▶ _GOAL_: Recast every entry below as a two-column CSV with the header row instruction,points, one row per entry: the entry's text in the first field and its answer in the second. Put each field in double quotes, replace line breaks with spaces, and leave out the pictures.

▶ _DATASET ENTRIES_:
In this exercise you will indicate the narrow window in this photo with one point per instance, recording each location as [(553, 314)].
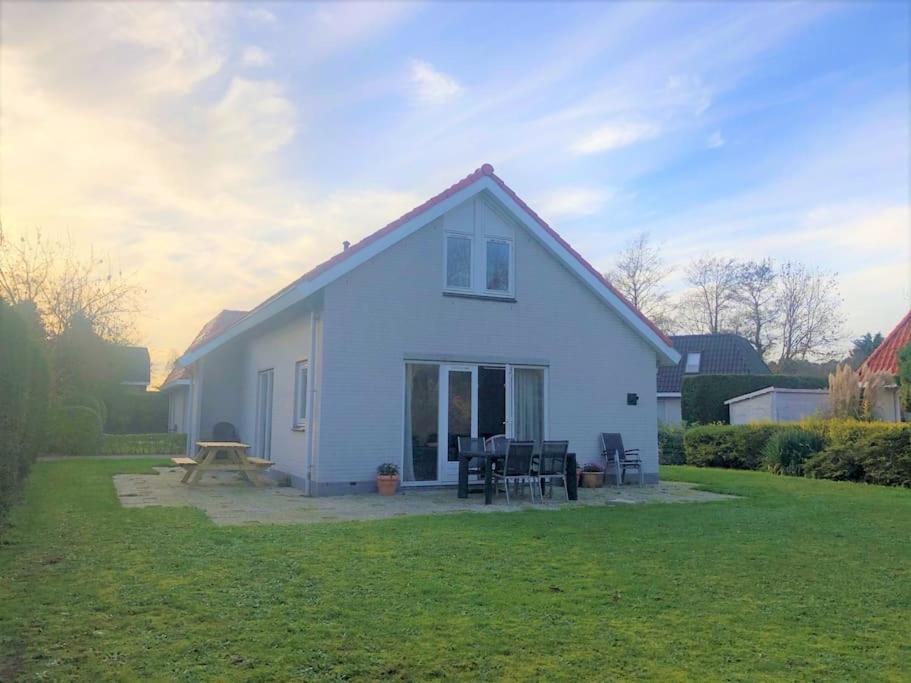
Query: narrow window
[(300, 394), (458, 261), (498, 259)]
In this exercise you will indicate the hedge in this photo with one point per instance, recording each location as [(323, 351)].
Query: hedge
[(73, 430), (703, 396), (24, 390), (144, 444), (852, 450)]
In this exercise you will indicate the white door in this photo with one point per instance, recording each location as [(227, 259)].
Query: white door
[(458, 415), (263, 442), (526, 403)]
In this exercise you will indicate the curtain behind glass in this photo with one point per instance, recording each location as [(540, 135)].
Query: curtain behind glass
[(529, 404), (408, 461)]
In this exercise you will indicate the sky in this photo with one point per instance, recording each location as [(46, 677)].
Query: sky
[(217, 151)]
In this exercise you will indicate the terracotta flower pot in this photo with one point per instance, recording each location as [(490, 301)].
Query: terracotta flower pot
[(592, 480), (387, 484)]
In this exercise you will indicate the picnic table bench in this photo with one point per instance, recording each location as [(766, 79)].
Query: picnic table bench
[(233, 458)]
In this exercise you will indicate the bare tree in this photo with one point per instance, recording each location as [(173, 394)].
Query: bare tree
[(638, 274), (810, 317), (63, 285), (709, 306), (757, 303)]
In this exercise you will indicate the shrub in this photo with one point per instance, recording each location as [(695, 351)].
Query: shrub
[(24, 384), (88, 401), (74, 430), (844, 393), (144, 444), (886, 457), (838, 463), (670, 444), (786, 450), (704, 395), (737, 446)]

▶ _ANSWER TO THE PROBLEM_:
instruction,points
"In this exercise you will indicate the narrow window in this photo with one point per instance, recording each location as [(553, 314)]. Query: narrow window","[(300, 394), (458, 261), (498, 259)]"
"In this exercise you will indicate the hedge in this photo with one point per instance, recording each location as [(323, 351)]. Query: hedge","[(73, 430), (703, 396), (24, 390), (144, 444), (852, 450)]"
"In this exercise you will indicate the white door in this photo with one point per instance, recording each location as [(227, 259)]. Query: white door","[(458, 415), (263, 442), (526, 403)]"
"In this exercise you will indicate the curtain behind glass in this photo with one point per instance, recording each location as [(540, 135)]. Query: curtain behind glass","[(529, 404), (408, 461)]"
"In this exercise you will indicate the sky in this photo with one point per instance, recording each location as [(46, 677)]. Query: sky","[(217, 151)]"
"In this exercise you will indicate the terracotta flower pot in this photo with one point per instance, recording each location as [(490, 301)]. Query: terracotta flower pot","[(592, 480), (387, 484)]"
"In this exercise you will indicate the picnic table bench in this photo with one point per instance, recording each location as [(766, 79)]. Query: picnic table bench","[(233, 458)]"
"In this exercise you will indicate the bare tree in this photo with one point per instance, recording each location as [(173, 394)]. Query: bare tree","[(638, 274), (810, 317), (63, 285), (709, 306), (757, 303)]"
"In this exercise you will indicate the shrub in this photo with one point per instance, recording each location as [(695, 351)]. Query: shrub","[(24, 384), (88, 401), (74, 430), (844, 393), (144, 444), (886, 457), (838, 463), (670, 444), (786, 450), (704, 395), (737, 446)]"